● **GIVEN TASK**:
Please arrange every line of the records below as a Markdown table with the columns "Row" and "Line", numbering each row and leaving out blank lines.

Records from a collection
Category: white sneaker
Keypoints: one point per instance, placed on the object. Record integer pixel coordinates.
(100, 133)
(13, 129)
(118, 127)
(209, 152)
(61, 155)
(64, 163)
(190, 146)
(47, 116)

● **COMPLETED TASK**:
| Row | Line |
|---|---|
| 1 | Category: white sneaker |
| 2 | Keypoints: one point per instance, placed on the object. Record integer pixel coordinates. |
| 3 | (100, 133) |
| 4 | (13, 129) |
| 5 | (118, 127) |
| 6 | (209, 152) |
| 7 | (61, 155) |
| 8 | (64, 163) |
| 9 | (190, 146) |
| 10 | (47, 116) |